* Begin RECORDS SHOWN *

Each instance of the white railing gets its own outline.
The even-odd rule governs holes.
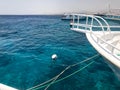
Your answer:
[[[106,33],[111,34],[110,28],[120,28],[120,26],[109,26],[108,22],[100,16],[85,15],[85,14],[73,14],[72,16],[73,16],[73,20],[70,23],[72,30],[81,31],[83,33],[91,33],[91,37],[93,38],[92,35],[94,35],[97,38],[97,39],[93,38],[93,40],[101,48],[103,48],[103,46],[101,46],[101,44],[100,44],[100,42],[102,41],[103,44],[106,44],[107,46],[111,47],[111,50],[109,52],[106,49],[104,49],[104,48],[103,49],[106,50],[106,52],[112,54],[115,58],[120,59],[113,53],[114,50],[118,50],[120,52],[120,49],[115,47],[114,45],[106,42],[105,38],[98,37],[93,32],[93,28],[96,28],[96,30],[94,30],[94,31],[102,31],[103,36],[105,37]],[[84,20],[83,20],[83,18],[84,18]],[[98,24],[95,25],[94,22],[96,22]]]

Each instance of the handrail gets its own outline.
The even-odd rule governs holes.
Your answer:
[[[98,26],[98,27],[101,27],[102,28],[102,31],[103,31],[103,33],[104,33],[104,27],[103,27],[103,24],[98,20],[98,18],[99,19],[101,19],[105,24],[106,24],[106,27],[107,27],[107,30],[109,30],[110,31],[110,26],[109,26],[109,24],[107,23],[107,21],[105,21],[102,17],[100,17],[100,16],[94,16],[94,15],[86,15],[86,14],[72,14],[72,16],[73,16],[73,23],[71,23],[73,26],[74,26],[74,24],[75,24],[75,16],[80,16],[80,17],[86,17],[86,18],[91,18],[91,19],[93,19],[93,20],[96,20],[97,22],[98,22],[98,24],[100,25],[100,26]],[[80,18],[77,18],[77,22],[76,23],[78,23],[78,21],[80,20]],[[91,25],[91,29],[92,29],[92,27],[94,27],[94,24],[93,23],[91,23],[92,25]],[[87,20],[86,20],[86,24],[84,24],[84,25],[87,25]],[[97,27],[97,26],[96,26]],[[77,27],[78,28],[78,27]]]
[[[110,44],[110,43],[108,43],[108,42],[106,42],[106,40],[105,39],[102,39],[102,38],[100,38],[100,37],[98,37],[98,36],[96,36],[95,35],[95,33],[93,33],[92,31],[92,27],[97,27],[97,28],[101,28],[102,29],[102,31],[103,31],[103,35],[105,36],[105,32],[109,32],[109,34],[111,34],[111,30],[110,30],[110,28],[120,28],[120,26],[109,26],[109,24],[108,24],[108,22],[105,20],[105,19],[103,19],[102,17],[100,17],[100,16],[94,16],[94,15],[86,15],[86,14],[72,14],[73,15],[73,21],[74,22],[72,22],[71,23],[71,25],[72,25],[72,28],[71,29],[73,29],[73,30],[78,30],[78,29],[80,29],[81,30],[81,32],[84,32],[84,33],[86,33],[86,30],[87,30],[87,32],[90,32],[91,34],[91,36],[92,35],[94,35],[96,38],[97,38],[97,41],[93,38],[93,36],[92,36],[92,38],[94,39],[94,41],[96,42],[96,43],[98,43],[99,44],[99,41],[102,41],[103,42],[103,44],[107,44],[108,46],[110,46],[111,47],[111,50],[109,51],[109,53],[111,53],[115,58],[117,58],[117,59],[120,59],[120,58],[118,58],[116,55],[114,55],[114,50],[118,50],[118,51],[120,51],[120,49],[119,48],[117,48],[117,47],[115,47],[114,45],[112,45],[112,44]],[[75,22],[75,16],[77,16],[78,18],[77,18],[77,22]],[[84,24],[82,24],[82,23],[80,23],[80,18],[79,17],[85,17],[86,18],[86,23]],[[91,23],[88,23],[88,18],[90,18],[90,19],[92,19],[90,22]],[[94,20],[96,20],[97,21],[97,23],[99,24],[99,26],[98,25],[94,25],[94,23],[93,23],[93,21]],[[103,23],[105,24],[105,25],[103,25],[102,24],[102,22],[100,21],[100,20],[102,20],[103,21]],[[76,27],[74,27],[74,26],[76,26]],[[82,28],[82,27],[84,27],[84,29],[82,28],[80,28],[80,27]],[[107,30],[105,31],[105,28],[107,28]],[[108,33],[107,33],[108,34]],[[105,37],[106,38],[106,37]],[[100,44],[99,44],[100,45]],[[101,46],[101,45],[100,45]],[[102,47],[102,46],[101,46]],[[107,50],[106,50],[107,51]],[[107,51],[108,52],[108,51]]]

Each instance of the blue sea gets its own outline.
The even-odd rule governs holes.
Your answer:
[[[85,34],[71,31],[69,23],[56,15],[0,16],[0,83],[26,90],[96,55]],[[58,56],[55,61],[53,54]],[[99,55],[91,61],[95,62],[47,90],[120,90],[120,82],[104,59]],[[87,64],[67,70],[58,79]]]

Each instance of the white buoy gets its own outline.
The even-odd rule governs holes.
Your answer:
[[[56,54],[53,54],[52,55],[52,60],[56,60],[57,59],[57,55]]]

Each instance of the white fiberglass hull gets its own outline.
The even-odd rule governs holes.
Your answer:
[[[120,80],[120,60],[111,55],[111,53],[106,52],[105,48],[102,48],[98,43],[95,42],[94,37],[92,37],[90,33],[86,33],[86,37],[91,45],[105,58],[109,67]]]

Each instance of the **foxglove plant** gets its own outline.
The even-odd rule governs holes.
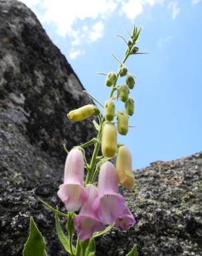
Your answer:
[[[135,179],[131,170],[131,154],[124,145],[118,143],[117,133],[125,136],[131,127],[129,118],[134,114],[134,101],[129,94],[134,87],[136,77],[128,72],[125,62],[131,55],[144,53],[139,53],[136,46],[140,31],[141,28],[138,30],[134,26],[132,35],[129,33],[130,39],[128,42],[118,35],[127,44],[127,48],[122,62],[113,55],[119,62],[117,72],[100,73],[106,75],[105,84],[111,87],[109,98],[104,104],[87,93],[104,109],[104,115],[102,116],[99,108],[93,104],[72,110],[67,114],[67,118],[72,122],[82,121],[94,116],[98,116],[99,120],[99,123],[93,120],[98,131],[97,138],[75,147],[69,152],[64,147],[68,155],[64,182],[59,188],[57,195],[65,205],[67,213],[59,212],[40,199],[55,213],[58,237],[70,255],[95,255],[95,237],[114,226],[125,230],[136,223],[126,205],[125,199],[118,193],[118,183],[127,189],[131,189]],[[119,77],[125,79],[123,84],[117,85]],[[124,109],[116,110],[116,100],[123,102]],[[117,122],[113,121],[115,116]],[[91,161],[88,163],[85,158],[85,148],[91,145],[94,145],[94,150]],[[100,148],[102,155],[100,155]],[[116,156],[116,167],[112,163]],[[68,237],[60,226],[59,215],[66,219]],[[35,255],[46,255],[43,237],[32,218],[30,228],[30,236],[25,245],[24,256],[32,256],[33,251],[35,251]],[[75,232],[77,239],[74,246],[73,237]],[[136,248],[134,247],[127,255],[137,255]]]

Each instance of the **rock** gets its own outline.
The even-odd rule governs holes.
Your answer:
[[[77,75],[35,15],[15,0],[0,0],[0,255],[21,255],[33,216],[48,255],[64,255],[54,214],[38,196],[57,196],[70,149],[95,135],[89,120],[66,113],[91,102]],[[51,252],[51,253],[50,253]]]
[[[137,224],[100,238],[96,255],[126,255],[134,244],[139,256],[202,255],[202,152],[153,163],[135,177],[122,192]]]
[[[71,149],[95,135],[91,122],[71,123],[66,115],[91,101],[24,4],[0,0],[0,255],[21,255],[30,216],[48,255],[66,255],[54,214],[37,198],[65,211],[57,196],[62,144]],[[202,152],[153,163],[135,176],[132,190],[120,189],[137,224],[97,239],[96,255],[125,255],[134,244],[139,256],[201,255]]]

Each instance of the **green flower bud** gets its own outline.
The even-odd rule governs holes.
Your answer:
[[[106,157],[113,157],[117,151],[117,132],[111,122],[105,122],[102,129],[102,153]]]
[[[79,109],[72,110],[66,116],[72,122],[81,121],[92,116],[100,115],[99,109],[93,104],[82,107]]]
[[[121,85],[118,89],[119,97],[121,101],[125,102],[129,98],[129,90],[127,85]]]
[[[136,54],[139,51],[138,47],[134,46],[131,50],[131,54]]]
[[[106,80],[105,80],[105,84],[107,86],[111,86],[112,84],[114,84],[117,78],[116,73],[114,72],[109,72],[108,73]]]
[[[127,135],[128,132],[129,117],[125,111],[119,111],[117,113],[117,129],[121,135]]]
[[[126,84],[129,89],[134,89],[135,85],[135,80],[132,75],[127,73],[126,77]]]
[[[125,111],[129,116],[133,116],[134,113],[134,101],[131,98],[129,98],[125,104]]]
[[[112,121],[115,116],[115,104],[111,100],[104,104],[104,118],[107,121]]]
[[[120,70],[119,70],[119,75],[120,77],[122,77],[124,75],[126,75],[126,74],[127,73],[127,68],[126,66],[122,66]]]

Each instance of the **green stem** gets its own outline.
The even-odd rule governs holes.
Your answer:
[[[75,256],[80,256],[80,253],[81,253],[81,246],[80,245],[80,239],[77,238]]]
[[[68,232],[68,242],[69,242],[69,248],[71,250],[71,253],[73,256],[74,256],[75,253],[73,250],[73,246],[72,246],[72,232]]]
[[[91,140],[87,141],[86,143],[80,145],[79,147],[86,147],[90,146],[91,145],[95,144],[97,142],[98,142],[98,140],[96,139],[96,138],[93,138]]]
[[[131,48],[132,48],[132,45],[131,45],[131,47],[129,48],[129,51],[127,51],[127,53],[125,55],[125,57],[123,61],[122,62],[122,64],[124,64],[126,62],[126,60],[127,60],[128,57],[130,55],[130,52],[131,52]],[[120,64],[120,66],[121,66],[121,64]],[[110,99],[113,96],[113,92],[116,90],[116,83],[117,83],[118,77],[119,77],[119,72],[117,73],[117,77],[116,77],[116,80],[114,84],[112,86],[111,89],[111,92],[110,92],[110,94],[109,94],[109,99]],[[100,102],[99,102],[99,104],[100,104]],[[100,143],[101,143],[101,139],[102,139],[102,125],[103,125],[104,122],[104,116],[102,117],[102,118],[101,120],[101,122],[100,122],[100,130],[99,130],[99,132],[98,132],[98,136],[97,136],[98,142],[96,143],[96,144],[95,145],[93,153],[93,155],[92,155],[91,161],[91,163],[90,163],[90,167],[89,167],[89,170],[88,170],[88,174],[87,174],[87,176],[86,176],[86,181],[85,181],[85,185],[86,185],[91,181],[92,176],[93,176],[93,179],[95,179],[94,175],[93,175],[93,170],[94,170],[95,165],[95,163],[96,163],[96,158],[98,156],[98,154],[100,147]]]

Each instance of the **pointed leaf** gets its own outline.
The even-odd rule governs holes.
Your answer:
[[[47,256],[44,239],[32,217],[30,221],[30,235],[24,246],[23,256]]]
[[[136,244],[134,244],[134,247],[132,248],[131,250],[130,250],[129,252],[129,253],[127,253],[126,255],[126,256],[138,256],[138,249],[137,249],[137,246]]]
[[[85,256],[94,256],[95,254],[95,243],[93,237],[89,241],[89,246],[85,251]]]
[[[56,231],[57,231],[58,238],[61,244],[62,244],[64,250],[71,255],[71,253],[70,250],[68,240],[67,237],[66,237],[66,235],[64,234],[64,232],[62,231],[62,229],[59,224],[57,213],[55,213],[55,228],[56,228]]]
[[[40,199],[40,197],[38,197],[38,199],[42,203],[44,203],[49,210],[52,210],[52,212],[55,212],[55,213],[57,213],[59,215],[62,215],[63,217],[68,217],[68,214],[65,214],[65,213],[63,213],[62,212],[59,212],[59,210],[53,208],[53,207],[52,207],[51,205],[50,205],[48,203],[44,202],[44,201],[43,201],[42,199]]]
[[[100,125],[98,124],[98,122],[95,120],[93,120],[93,122],[96,130],[100,131]]]

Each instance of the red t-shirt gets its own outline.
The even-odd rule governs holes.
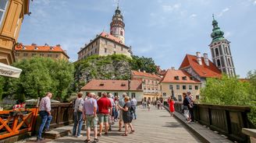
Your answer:
[[[108,109],[112,107],[110,99],[107,97],[101,97],[97,101],[98,113],[108,114]]]

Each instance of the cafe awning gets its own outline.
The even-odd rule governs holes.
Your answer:
[[[19,78],[22,69],[0,63],[0,75]]]

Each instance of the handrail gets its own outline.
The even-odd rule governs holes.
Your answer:
[[[38,108],[0,111],[0,140],[33,131],[37,113]]]

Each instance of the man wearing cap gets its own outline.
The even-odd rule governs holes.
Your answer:
[[[94,127],[94,142],[98,142],[98,139],[97,138],[97,101],[93,97],[95,96],[95,93],[91,92],[87,95],[88,99],[84,103],[84,117],[86,120],[87,126],[87,138],[85,140],[85,142],[90,142],[90,133],[91,127]]]
[[[190,91],[187,92],[187,96],[190,99],[190,105],[188,106],[188,110],[190,110],[190,115],[191,122],[194,122],[194,99]]]
[[[42,141],[42,132],[45,126],[45,131],[48,131],[50,127],[50,123],[52,119],[51,115],[51,98],[52,94],[47,92],[45,96],[42,98],[39,104],[39,115],[41,120],[41,124],[39,127],[38,135],[37,138],[37,141]]]

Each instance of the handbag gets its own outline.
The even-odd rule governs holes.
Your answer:
[[[83,105],[80,104],[81,103],[81,99],[80,100],[79,103],[78,103],[78,106],[77,106],[77,112],[83,112]]]

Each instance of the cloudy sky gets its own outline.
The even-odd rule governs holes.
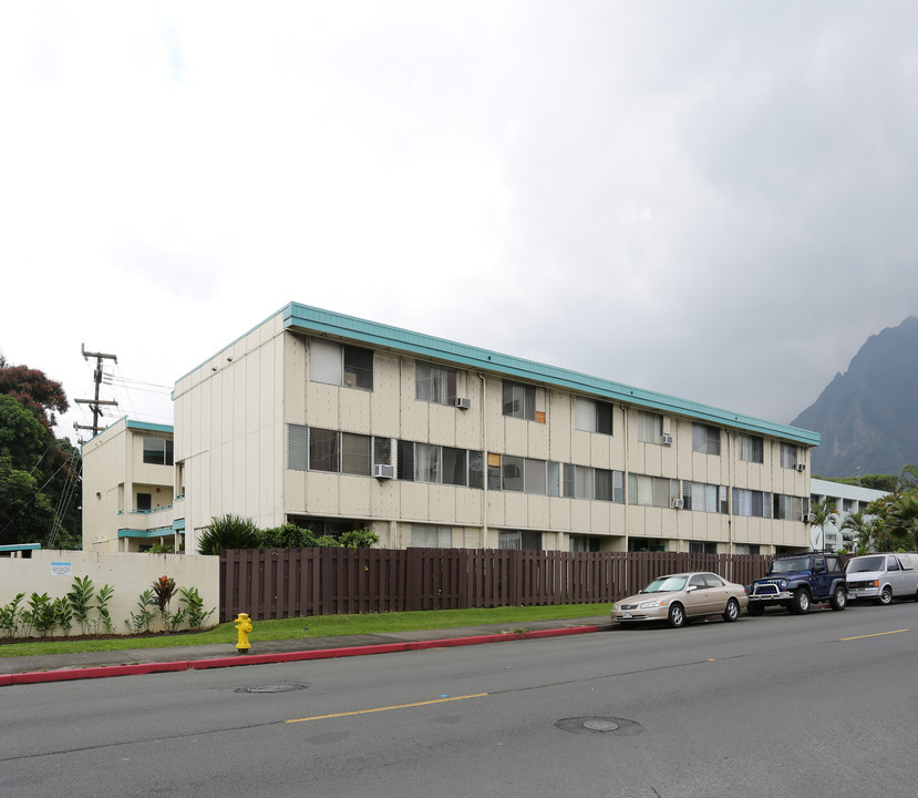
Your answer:
[[[71,400],[81,344],[116,354],[103,397],[169,422],[292,300],[790,422],[918,314],[916,30],[912,0],[4,3],[0,350]]]

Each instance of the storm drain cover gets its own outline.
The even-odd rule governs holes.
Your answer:
[[[564,718],[558,720],[555,726],[563,732],[571,732],[573,734],[600,734],[618,737],[633,737],[643,732],[643,726],[639,723],[625,718]]]
[[[254,685],[252,687],[238,687],[237,693],[291,693],[292,690],[306,689],[309,685],[301,684],[276,684]]]

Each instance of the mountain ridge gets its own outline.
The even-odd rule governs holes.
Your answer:
[[[898,474],[918,462],[918,316],[871,335],[794,427],[819,432],[812,472]]]

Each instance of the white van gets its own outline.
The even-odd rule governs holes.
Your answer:
[[[848,601],[889,604],[894,598],[918,601],[918,554],[887,552],[852,557],[845,566]]]

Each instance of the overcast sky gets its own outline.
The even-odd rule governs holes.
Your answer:
[[[155,386],[292,300],[790,422],[918,314],[916,30],[914,0],[4,3],[0,350],[71,401],[81,344],[116,354],[103,397],[169,423]]]

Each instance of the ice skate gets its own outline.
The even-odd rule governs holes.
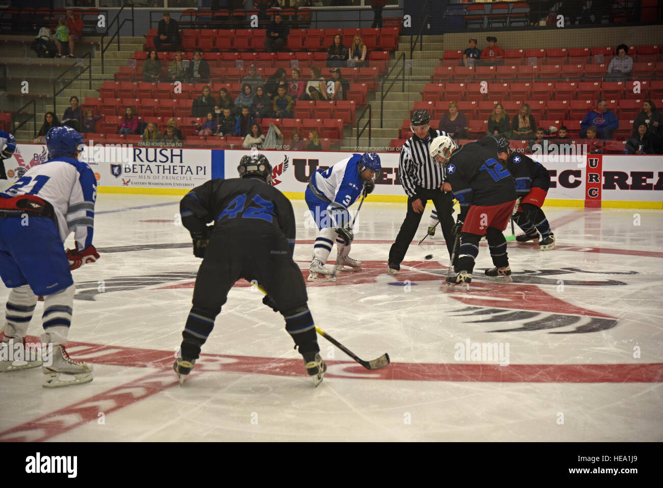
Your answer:
[[[456,285],[459,285],[460,289],[463,291],[469,291],[469,283],[471,281],[472,273],[463,269],[453,276],[448,276],[446,283],[447,287],[450,290],[453,290]]]
[[[361,262],[353,260],[347,254],[336,257],[336,271],[362,271]]]
[[[42,352],[44,388],[79,385],[92,381],[92,366],[82,361],[74,361],[64,346],[54,346],[52,353]],[[46,366],[50,364],[50,366]]]
[[[555,234],[548,234],[546,236],[542,236],[541,240],[539,241],[539,249],[542,251],[545,251],[548,249],[555,248]]]
[[[0,344],[0,373],[29,369],[42,366],[42,360],[36,349],[21,339],[5,337]]]
[[[309,281],[335,281],[336,277],[333,271],[325,266],[324,263],[316,259],[313,260],[309,268]]]
[[[172,365],[172,369],[177,373],[178,379],[180,380],[180,386],[184,383],[184,378],[194,369],[196,364],[196,360],[187,361],[182,358],[175,360],[175,363]]]
[[[320,358],[320,353],[307,352],[302,356],[304,356],[304,364],[306,368],[306,372],[313,377],[313,384],[317,387],[322,383],[325,371],[327,371],[327,365]]]
[[[513,281],[513,279],[511,277],[511,268],[510,266],[502,266],[501,268],[495,266],[490,269],[486,269],[484,271],[484,274],[489,277],[504,277],[504,281]]]

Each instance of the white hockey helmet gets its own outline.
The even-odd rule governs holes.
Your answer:
[[[449,136],[438,136],[430,143],[430,157],[440,164],[446,164],[452,153],[458,147],[455,141]],[[441,156],[444,161],[438,161],[436,156]]]

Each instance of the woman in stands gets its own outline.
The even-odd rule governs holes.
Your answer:
[[[217,107],[216,100],[211,96],[211,90],[210,87],[204,86],[200,91],[200,96],[194,100],[194,105],[191,107],[191,117],[204,117],[208,112],[214,111],[214,107]]]
[[[147,59],[143,62],[143,75],[146,81],[156,83],[161,77],[161,60],[156,54],[156,50],[152,49],[147,55]]]
[[[341,68],[345,66],[347,59],[347,50],[343,45],[343,40],[340,34],[333,36],[333,42],[327,50],[327,67]]]
[[[536,123],[530,105],[528,103],[523,103],[520,113],[511,121],[511,132],[507,135],[509,139],[530,140],[536,137],[534,133],[536,129]]]
[[[354,60],[355,66],[364,66],[364,62],[366,60],[366,46],[364,46],[364,42],[361,40],[361,36],[359,34],[355,35],[352,46],[347,49],[347,57]]]
[[[62,125],[68,125],[72,128],[81,131],[81,123],[83,121],[83,109],[80,107],[78,97],[72,97],[69,99],[71,107],[68,107],[62,114]]]
[[[488,117],[488,132],[487,136],[497,136],[504,134],[509,129],[510,119],[504,111],[504,106],[501,103],[495,105],[493,113]]]
[[[454,139],[467,138],[467,119],[458,111],[455,102],[449,103],[449,111],[440,119],[440,130]]]

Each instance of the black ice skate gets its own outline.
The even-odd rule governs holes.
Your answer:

* End RECORDS SHOWN *

## [TASK STATEMENT]
Could you quote, exactly as they appear, the line containing "Each instance of the white hockey" and every line after it to the end of the records above?

## [THE RESULT]
Each instance of the white hockey helmet gets its own outline.
The even-odd rule governs holes.
Your answer:
[[[449,136],[438,136],[430,143],[430,157],[440,164],[446,164],[452,153],[458,147],[455,141]],[[441,156],[444,161],[438,161],[436,156]]]

Each instance of the woman in stands gets its own outline.
The even-odd rule governs holes.
Your answer:
[[[217,107],[216,100],[211,96],[211,90],[210,87],[204,86],[200,91],[200,96],[194,100],[194,105],[191,107],[191,117],[204,117],[208,112],[214,111],[214,107]]]
[[[147,59],[143,62],[143,75],[146,81],[156,83],[161,77],[161,60],[156,54],[156,50],[152,49],[147,55]]]
[[[341,68],[345,66],[347,59],[347,50],[343,45],[343,40],[340,34],[333,36],[333,42],[327,50],[327,67]]]
[[[536,123],[530,105],[528,103],[523,103],[520,113],[511,121],[511,132],[507,135],[509,139],[530,140],[536,137],[534,133],[536,129]]]
[[[354,60],[355,66],[364,66],[364,62],[366,60],[366,46],[364,46],[364,42],[361,40],[361,36],[359,34],[355,35],[352,46],[347,49],[347,57]]]
[[[62,125],[68,125],[72,128],[81,131],[81,123],[83,121],[83,109],[80,107],[78,97],[72,97],[69,99],[71,107],[68,107],[62,114]]]
[[[488,117],[488,132],[487,136],[497,136],[504,134],[509,129],[510,119],[504,111],[504,106],[501,103],[495,105],[493,113]]]
[[[454,139],[467,138],[467,119],[458,111],[455,102],[449,103],[449,111],[440,119],[440,130]]]

Each instance of the black ice skate gets its own outline.
The even-odd rule governs holes.
Your answer:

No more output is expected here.